Aangeleverd fragment:
::::
De rechtbank verklaarde de verdachte niet schuldig aan de meeste tenlastegelegde feiten, omdat niet bewezen kon worden dat hij samen met een medeverdachte de slachtoffers had opgelicht. De rechtbank oordeelde dat de medeverdachte, die het geld bij de slachtoffers had opgehaald, niet de intentie had om hen te benadelen. De rechtbank sprak de verdachte vrij van de overige tenlastegelegde feiten en verklaarde de vorderingen van de benadeelde partijen niet-ontvankelijk, omdat de verdachte was vrijgesproken voor de feiten die hen betroffen.

Uitspraak

RECHTBANK GELDERLAND

Team strafrecht
Zittingsplaats Zutphen
Meervoudige kamer
Parketnummer: [jw.sys.1.verdachte_1_parketnummer]05/720114-14
Uitspraak d.d.: 13 januari 2015
tegenspraak

VONNIS

in de zaak tegen:

[verdachte],

geboren te[geboortedatum],
zonder vaste woon- en/of verblijfplaats hier te lande.
Raadsvrouw: mr. L. Özsüren-Thomson, advocaat te Apeldoorn.
Onderzoek van de zaak
Dit vonnis is gewezen naar aanleiding van het onderzoek op de terechtzitting van
30 december 2014.
De tenlastelegging
Aan verdachte is, na meerdere wijzigingen van de tenlastelegging ter zitting, ten laste gelegd dat:
1.
::::
Gegevens:
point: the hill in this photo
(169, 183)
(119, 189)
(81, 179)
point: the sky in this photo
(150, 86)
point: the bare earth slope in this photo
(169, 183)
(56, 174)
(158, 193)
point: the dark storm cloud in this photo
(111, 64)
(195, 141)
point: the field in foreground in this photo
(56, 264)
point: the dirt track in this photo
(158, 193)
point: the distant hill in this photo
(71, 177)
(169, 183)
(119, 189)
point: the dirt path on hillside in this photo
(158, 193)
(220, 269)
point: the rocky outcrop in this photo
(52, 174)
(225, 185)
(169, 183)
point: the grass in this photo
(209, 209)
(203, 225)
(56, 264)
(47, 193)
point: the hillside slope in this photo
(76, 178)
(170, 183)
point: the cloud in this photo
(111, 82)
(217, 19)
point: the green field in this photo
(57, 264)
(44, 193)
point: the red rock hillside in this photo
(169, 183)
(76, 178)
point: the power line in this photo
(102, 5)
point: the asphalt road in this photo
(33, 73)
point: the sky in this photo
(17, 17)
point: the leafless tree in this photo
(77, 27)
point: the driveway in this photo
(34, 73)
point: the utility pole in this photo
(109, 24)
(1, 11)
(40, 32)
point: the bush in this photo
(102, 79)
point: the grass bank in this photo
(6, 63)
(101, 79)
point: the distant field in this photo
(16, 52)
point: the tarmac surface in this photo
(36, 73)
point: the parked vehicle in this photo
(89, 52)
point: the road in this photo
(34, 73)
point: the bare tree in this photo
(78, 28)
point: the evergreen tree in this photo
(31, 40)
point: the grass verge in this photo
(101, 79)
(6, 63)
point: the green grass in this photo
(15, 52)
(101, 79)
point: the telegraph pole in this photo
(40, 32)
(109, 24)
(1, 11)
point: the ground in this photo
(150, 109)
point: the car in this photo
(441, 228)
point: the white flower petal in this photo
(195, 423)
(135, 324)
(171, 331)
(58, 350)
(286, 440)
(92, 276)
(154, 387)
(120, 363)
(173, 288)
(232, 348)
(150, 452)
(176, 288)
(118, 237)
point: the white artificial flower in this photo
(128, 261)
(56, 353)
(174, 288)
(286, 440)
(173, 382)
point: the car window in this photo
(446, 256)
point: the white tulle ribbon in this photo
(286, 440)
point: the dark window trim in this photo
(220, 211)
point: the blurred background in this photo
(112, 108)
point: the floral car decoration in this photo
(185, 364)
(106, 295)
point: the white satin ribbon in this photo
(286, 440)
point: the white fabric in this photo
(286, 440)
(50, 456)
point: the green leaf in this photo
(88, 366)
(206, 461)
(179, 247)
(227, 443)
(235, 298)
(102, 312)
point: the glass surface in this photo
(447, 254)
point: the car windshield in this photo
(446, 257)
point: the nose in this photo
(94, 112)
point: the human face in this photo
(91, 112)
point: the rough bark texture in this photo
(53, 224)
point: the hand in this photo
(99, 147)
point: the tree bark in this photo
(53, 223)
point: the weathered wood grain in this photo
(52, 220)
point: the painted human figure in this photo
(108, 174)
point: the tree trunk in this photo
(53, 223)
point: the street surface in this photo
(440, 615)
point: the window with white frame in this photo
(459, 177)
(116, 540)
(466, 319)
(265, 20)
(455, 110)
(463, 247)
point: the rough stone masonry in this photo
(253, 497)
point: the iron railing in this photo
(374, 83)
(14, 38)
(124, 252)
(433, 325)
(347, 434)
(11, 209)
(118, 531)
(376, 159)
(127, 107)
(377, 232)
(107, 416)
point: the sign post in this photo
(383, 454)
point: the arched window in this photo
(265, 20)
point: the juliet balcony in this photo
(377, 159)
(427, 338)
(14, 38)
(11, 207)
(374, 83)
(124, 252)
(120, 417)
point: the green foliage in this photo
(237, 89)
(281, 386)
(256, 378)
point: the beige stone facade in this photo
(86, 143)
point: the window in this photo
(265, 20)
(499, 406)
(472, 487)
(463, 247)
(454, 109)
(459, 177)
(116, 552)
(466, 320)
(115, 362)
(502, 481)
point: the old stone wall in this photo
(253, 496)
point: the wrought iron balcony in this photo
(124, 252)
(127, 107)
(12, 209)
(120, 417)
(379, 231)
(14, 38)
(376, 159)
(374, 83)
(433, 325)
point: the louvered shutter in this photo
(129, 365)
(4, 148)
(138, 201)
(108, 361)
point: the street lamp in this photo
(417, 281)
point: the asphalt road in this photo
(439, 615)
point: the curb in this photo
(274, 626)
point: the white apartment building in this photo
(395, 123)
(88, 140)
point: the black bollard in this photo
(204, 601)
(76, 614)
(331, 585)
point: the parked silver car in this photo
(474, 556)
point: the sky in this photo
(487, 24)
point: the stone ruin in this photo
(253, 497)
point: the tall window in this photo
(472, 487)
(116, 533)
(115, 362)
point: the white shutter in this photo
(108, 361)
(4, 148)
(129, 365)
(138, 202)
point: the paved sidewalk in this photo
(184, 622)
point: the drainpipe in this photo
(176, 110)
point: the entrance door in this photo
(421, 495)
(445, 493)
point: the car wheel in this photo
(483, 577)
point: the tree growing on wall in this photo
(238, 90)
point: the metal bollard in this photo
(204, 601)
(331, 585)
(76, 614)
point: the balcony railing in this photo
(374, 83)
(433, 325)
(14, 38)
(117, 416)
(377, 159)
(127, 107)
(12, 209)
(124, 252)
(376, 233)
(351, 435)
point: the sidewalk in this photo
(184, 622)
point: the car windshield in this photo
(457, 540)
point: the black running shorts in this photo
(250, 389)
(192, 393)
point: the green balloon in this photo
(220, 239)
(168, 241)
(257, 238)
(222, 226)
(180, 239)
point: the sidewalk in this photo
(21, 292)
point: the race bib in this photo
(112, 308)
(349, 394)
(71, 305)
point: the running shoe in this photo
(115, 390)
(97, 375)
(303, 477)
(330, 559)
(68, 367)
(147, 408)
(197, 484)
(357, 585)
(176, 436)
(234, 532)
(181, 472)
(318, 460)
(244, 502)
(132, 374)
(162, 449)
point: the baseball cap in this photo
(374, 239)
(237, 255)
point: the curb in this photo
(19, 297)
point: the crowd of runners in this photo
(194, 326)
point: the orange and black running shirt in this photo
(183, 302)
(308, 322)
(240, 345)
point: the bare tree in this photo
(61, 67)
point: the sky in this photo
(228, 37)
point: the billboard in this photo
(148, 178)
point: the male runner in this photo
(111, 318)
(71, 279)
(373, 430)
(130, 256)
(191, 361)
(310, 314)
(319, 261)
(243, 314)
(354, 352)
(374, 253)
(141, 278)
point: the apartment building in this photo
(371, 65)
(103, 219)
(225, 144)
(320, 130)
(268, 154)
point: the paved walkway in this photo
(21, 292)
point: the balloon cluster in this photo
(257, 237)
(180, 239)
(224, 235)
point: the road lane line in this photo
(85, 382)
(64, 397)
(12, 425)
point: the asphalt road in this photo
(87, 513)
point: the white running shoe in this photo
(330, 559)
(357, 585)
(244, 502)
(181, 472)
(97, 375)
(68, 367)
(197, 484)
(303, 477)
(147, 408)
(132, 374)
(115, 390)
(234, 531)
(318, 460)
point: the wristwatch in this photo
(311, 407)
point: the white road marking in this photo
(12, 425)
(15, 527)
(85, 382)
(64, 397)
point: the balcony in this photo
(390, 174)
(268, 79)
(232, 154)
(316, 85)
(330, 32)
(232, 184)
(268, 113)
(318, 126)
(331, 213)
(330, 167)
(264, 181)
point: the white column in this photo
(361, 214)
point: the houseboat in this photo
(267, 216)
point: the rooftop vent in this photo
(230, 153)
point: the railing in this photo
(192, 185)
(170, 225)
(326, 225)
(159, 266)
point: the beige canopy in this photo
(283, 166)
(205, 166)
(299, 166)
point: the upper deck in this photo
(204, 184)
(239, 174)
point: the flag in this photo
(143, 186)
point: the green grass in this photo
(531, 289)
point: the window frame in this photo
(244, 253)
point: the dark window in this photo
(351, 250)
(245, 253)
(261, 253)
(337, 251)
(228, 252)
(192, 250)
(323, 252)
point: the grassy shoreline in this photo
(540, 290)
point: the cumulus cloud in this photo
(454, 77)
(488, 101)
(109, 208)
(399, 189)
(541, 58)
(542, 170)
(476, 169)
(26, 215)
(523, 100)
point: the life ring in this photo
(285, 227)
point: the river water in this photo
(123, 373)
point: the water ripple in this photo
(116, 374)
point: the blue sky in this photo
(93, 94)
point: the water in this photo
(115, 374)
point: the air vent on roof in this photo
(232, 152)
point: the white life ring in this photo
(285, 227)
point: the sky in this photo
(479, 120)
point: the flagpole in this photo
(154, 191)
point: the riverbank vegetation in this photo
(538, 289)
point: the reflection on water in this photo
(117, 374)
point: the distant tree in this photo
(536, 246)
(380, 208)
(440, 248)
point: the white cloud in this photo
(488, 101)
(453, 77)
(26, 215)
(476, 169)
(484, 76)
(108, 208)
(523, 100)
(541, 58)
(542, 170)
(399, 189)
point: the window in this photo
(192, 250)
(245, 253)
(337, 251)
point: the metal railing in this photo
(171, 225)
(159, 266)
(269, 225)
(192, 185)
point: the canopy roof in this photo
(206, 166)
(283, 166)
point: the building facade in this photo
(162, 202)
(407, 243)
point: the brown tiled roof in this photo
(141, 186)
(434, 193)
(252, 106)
::::
Wat te doen:
1. Neem een stuk van het vonnis letterlijk over: begin bij de woorden "Raadsvrouw: mr. L." en stop na de woorden "30 december 2014.".
2. Noem alle aardrijkskundige namen die in het vonnis voorkomen.
3. Op welke datum vond volgens het vonnis de terechtzitting plaats waarop het onderzoek van de zaak is gedaan?
De items heb je hier niet voor nodig.

Antwoorden:
1.
Raadsvrouw: mr. L. Özsüren-Thomson, advocaat te Apeldoorn.
Onderzoek van de zaak
Dit vonnis is gewezen naar aanleiding van het onderzoek op de terechtzitting van
30 december 2014.

2. Gelderland, Zutphen, Apeldoorn

3. 30 december 2014